Raw data:
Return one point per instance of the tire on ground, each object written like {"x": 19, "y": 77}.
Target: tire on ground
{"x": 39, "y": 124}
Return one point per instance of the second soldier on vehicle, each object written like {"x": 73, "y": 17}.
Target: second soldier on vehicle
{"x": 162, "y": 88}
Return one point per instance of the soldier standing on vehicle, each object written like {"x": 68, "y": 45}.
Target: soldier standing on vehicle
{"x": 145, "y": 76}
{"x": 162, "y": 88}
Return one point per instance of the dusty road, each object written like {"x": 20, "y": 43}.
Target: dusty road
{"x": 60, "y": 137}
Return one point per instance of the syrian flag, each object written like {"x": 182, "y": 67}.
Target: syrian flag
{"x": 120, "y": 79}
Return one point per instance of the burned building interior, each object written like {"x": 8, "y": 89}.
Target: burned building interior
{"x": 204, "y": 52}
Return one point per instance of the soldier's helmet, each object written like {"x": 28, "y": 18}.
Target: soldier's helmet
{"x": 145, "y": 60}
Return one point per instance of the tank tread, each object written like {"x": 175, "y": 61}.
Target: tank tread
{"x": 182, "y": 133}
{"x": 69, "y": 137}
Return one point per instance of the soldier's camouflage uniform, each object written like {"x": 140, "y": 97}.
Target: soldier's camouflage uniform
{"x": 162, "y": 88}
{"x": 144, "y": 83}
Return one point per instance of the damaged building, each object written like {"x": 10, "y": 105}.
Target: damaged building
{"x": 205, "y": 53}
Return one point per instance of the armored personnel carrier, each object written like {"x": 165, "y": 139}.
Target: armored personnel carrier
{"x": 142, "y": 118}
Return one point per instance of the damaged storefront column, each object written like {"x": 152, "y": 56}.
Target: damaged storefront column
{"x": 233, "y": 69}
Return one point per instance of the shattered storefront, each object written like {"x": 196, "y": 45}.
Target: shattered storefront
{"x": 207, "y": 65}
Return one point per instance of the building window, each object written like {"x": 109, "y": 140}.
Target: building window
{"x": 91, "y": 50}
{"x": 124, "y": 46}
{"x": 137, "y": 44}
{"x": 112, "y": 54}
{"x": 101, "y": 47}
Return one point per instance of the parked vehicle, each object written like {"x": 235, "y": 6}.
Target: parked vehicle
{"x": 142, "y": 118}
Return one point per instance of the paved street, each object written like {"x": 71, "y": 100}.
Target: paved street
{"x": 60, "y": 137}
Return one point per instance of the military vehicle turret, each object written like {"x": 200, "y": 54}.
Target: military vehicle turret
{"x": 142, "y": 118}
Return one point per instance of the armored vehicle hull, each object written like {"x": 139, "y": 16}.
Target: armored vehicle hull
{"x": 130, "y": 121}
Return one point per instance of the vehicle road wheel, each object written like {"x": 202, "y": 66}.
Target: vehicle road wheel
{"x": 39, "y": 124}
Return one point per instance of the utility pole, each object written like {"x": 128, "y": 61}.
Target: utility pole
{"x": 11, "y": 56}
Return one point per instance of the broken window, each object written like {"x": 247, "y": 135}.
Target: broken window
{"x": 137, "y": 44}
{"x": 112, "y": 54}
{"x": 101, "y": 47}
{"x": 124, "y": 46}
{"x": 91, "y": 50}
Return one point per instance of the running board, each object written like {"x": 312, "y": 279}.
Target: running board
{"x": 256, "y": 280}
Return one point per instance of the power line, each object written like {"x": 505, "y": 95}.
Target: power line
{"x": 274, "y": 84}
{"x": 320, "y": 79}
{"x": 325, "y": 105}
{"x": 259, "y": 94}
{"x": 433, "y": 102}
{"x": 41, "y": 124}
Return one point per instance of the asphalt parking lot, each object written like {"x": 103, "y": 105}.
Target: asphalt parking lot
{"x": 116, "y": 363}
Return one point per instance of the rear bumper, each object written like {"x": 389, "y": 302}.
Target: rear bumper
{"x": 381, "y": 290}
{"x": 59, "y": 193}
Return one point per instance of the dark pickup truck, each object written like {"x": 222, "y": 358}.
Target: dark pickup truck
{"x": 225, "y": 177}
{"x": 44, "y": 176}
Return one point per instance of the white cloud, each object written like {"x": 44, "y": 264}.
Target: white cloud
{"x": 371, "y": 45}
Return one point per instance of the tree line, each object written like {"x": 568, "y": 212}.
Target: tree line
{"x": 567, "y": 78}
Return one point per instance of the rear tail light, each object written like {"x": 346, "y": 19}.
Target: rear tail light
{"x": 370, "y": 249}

What is needed: Exactly reproduce the lines beginning with the one that contains "Return one point per instance of the power" and ending with the last line of the material, both included. Leave out everything else.

The reply:
Return one point per instance of the power line, each object written like {"x": 505, "y": 95}.
Target: power line
{"x": 274, "y": 84}
{"x": 320, "y": 79}
{"x": 325, "y": 105}
{"x": 259, "y": 94}
{"x": 433, "y": 102}
{"x": 41, "y": 124}
Return one point per instance of the asphalt parking lot, each object written like {"x": 103, "y": 105}.
Target: asphalt parking lot
{"x": 116, "y": 363}
Return one point per instance of the rear bumper, each object written like {"x": 389, "y": 302}.
Target: rear bumper
{"x": 381, "y": 290}
{"x": 59, "y": 193}
Return one point per instance of the dark pickup truck, each object written like {"x": 222, "y": 358}.
Target: dark pickup truck
{"x": 225, "y": 177}
{"x": 44, "y": 176}
Return one point per instance of the white cloud, each object written like {"x": 44, "y": 264}.
Target: white cloud
{"x": 371, "y": 45}
Return one point per instance of the tree line, each object written like {"x": 568, "y": 212}.
Target: tree line
{"x": 567, "y": 78}
Return one point per instance of the rear tail light, each object written like {"x": 346, "y": 19}.
Target: rear tail light
{"x": 370, "y": 249}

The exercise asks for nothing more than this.